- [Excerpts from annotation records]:
━━━━━━━━━━

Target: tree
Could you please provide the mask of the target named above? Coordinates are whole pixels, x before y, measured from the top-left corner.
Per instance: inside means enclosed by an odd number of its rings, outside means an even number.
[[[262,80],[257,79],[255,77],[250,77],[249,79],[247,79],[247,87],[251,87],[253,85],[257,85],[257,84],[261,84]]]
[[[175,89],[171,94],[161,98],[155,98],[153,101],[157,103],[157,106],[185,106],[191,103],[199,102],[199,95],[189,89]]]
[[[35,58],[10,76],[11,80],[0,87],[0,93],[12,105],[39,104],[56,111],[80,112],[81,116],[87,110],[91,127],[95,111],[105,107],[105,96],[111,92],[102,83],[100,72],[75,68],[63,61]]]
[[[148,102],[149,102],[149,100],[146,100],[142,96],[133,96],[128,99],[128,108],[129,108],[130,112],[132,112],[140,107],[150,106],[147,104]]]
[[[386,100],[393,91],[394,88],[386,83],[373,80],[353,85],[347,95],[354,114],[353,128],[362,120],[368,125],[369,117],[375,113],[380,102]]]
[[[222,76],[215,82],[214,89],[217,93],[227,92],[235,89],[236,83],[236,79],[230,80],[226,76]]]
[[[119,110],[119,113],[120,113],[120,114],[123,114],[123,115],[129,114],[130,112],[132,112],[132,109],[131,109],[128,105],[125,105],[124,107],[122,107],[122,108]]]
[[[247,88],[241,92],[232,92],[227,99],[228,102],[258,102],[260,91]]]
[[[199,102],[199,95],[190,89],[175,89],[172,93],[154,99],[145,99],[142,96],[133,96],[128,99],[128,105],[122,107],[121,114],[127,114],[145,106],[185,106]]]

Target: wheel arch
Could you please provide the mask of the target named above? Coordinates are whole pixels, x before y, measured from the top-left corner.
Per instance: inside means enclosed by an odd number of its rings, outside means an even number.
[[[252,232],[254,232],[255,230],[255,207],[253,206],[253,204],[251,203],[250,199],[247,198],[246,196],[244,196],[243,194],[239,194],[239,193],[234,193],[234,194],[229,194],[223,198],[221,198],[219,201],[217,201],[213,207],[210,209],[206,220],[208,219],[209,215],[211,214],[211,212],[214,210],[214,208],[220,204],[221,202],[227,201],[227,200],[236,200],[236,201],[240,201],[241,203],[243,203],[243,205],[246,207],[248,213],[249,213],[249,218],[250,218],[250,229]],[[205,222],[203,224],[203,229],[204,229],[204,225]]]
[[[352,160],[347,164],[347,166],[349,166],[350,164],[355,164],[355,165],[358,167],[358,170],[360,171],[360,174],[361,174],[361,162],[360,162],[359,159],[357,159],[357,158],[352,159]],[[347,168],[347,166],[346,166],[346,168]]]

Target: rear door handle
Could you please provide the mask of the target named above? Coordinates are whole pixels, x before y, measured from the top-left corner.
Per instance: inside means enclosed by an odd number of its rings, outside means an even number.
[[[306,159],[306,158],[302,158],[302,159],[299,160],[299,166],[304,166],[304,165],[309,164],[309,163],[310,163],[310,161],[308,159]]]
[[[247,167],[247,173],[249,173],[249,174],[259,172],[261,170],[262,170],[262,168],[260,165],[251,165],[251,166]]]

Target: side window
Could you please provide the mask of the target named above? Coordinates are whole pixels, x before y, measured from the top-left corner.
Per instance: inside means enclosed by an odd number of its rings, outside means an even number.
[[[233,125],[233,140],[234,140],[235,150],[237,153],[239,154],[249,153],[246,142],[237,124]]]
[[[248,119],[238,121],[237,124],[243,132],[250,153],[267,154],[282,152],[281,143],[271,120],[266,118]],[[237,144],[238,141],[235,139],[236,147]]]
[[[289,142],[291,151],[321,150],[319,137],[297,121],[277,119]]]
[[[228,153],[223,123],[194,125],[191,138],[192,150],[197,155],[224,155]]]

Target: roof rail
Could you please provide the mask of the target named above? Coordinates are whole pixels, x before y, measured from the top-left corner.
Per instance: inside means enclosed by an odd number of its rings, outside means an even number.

━━━━━━━━━━

- [STATED GOAL]: Output every one of the records above verbatim, line by line, with no changes.

- [RESPONSE TO THE EXERCISE]:
Target: tree
Could you please provide the mask of the target named above? Coordinates are whole pixels, x before y, measured from the top-left corner.
Per instance: inside means enclosed by an odd number of its rings, outside means an even number.
[[[262,80],[257,79],[255,77],[250,77],[249,79],[247,79],[247,87],[251,87],[253,85],[257,85],[257,84],[261,84]]]
[[[175,89],[171,94],[161,98],[155,98],[153,101],[157,103],[157,106],[185,106],[191,103],[199,102],[199,95],[189,89]]]
[[[35,58],[10,76],[11,80],[0,87],[0,93],[12,105],[39,104],[56,111],[80,112],[81,116],[87,110],[91,127],[95,111],[105,107],[105,96],[111,92],[102,83],[100,72],[75,68],[63,61]]]
[[[148,102],[149,102],[149,100],[146,100],[142,96],[133,96],[128,99],[128,108],[129,108],[130,112],[132,112],[140,107],[150,106],[147,104]]]
[[[386,100],[393,91],[394,88],[386,83],[373,80],[353,85],[347,95],[354,114],[353,128],[362,120],[368,125],[369,117],[375,113],[380,102]]]
[[[222,76],[215,82],[214,89],[217,93],[227,92],[235,89],[236,83],[236,79],[230,80],[226,76]]]
[[[119,110],[119,113],[120,113],[120,114],[123,114],[123,115],[129,114],[130,112],[132,112],[132,109],[131,109],[128,105],[125,105],[124,107],[122,107],[122,108]]]
[[[247,88],[241,92],[232,92],[227,99],[228,102],[258,102],[260,91]]]
[[[199,102],[199,95],[190,89],[175,89],[172,93],[154,99],[145,99],[142,96],[133,96],[128,99],[128,105],[122,107],[121,114],[127,114],[145,106],[185,106]]]

Target: wheel arch
Could you please provide the mask of the target named above? Coordinates are whole pixels, x before y, measured from the top-left corner.
Per instance: inside means enclosed by an odd number of its rings, outside means an even number.
[[[252,232],[254,232],[255,230],[255,207],[253,206],[253,204],[251,203],[250,199],[247,198],[246,196],[244,196],[243,194],[239,194],[239,193],[234,193],[234,194],[229,194],[223,198],[221,198],[219,201],[217,201],[213,207],[210,209],[206,220],[208,219],[209,215],[211,214],[211,212],[214,210],[214,208],[220,204],[221,202],[227,201],[227,200],[236,200],[236,201],[240,201],[241,203],[243,203],[243,205],[246,207],[248,213],[249,213],[249,218],[250,218],[250,229]],[[205,222],[203,224],[203,229],[204,229],[204,225]]]
[[[352,160],[347,164],[347,166],[349,166],[350,164],[355,164],[355,165],[358,167],[358,170],[360,171],[360,174],[361,174],[361,162],[360,162],[359,159],[357,159],[357,158],[352,159]],[[347,168],[347,166],[346,166],[346,168]]]

Target: rear door handle
Could you please provide the mask of the target named above? Coordinates are whole pixels, x before y, measured from the top-left corner.
Per instance: inside means enclosed by an odd number of its rings, outside means an even number.
[[[306,159],[306,158],[302,158],[302,159],[299,160],[299,166],[304,166],[304,165],[309,164],[309,163],[310,163],[310,161],[308,159]]]
[[[247,167],[247,173],[249,173],[249,174],[259,172],[261,170],[262,170],[262,168],[260,165],[251,165],[251,166]]]

Target: side window
Could you please provide the mask of the target named above? Coordinates are whole pixels, x before y, measured from the top-left corner.
Per instance: inside means enclosed by an odd number of its rings, outside means an even number.
[[[233,125],[233,140],[234,140],[235,150],[237,153],[239,154],[249,153],[246,142],[237,124]]]
[[[248,119],[238,121],[237,124],[243,132],[250,153],[267,154],[282,152],[281,143],[271,120],[266,118]],[[237,144],[238,141],[235,139],[236,147]]]
[[[289,142],[291,151],[321,150],[319,137],[297,121],[277,119]]]
[[[228,153],[223,123],[194,125],[191,138],[192,150],[197,155],[224,155]]]

Target: roof rail
Could you please provide the mask of the target named above? Coordinates are whole pixels, x before y, measured from the top-left corner.
Per instance: inside means enclosed by an odd number of its rings, outside means an even number.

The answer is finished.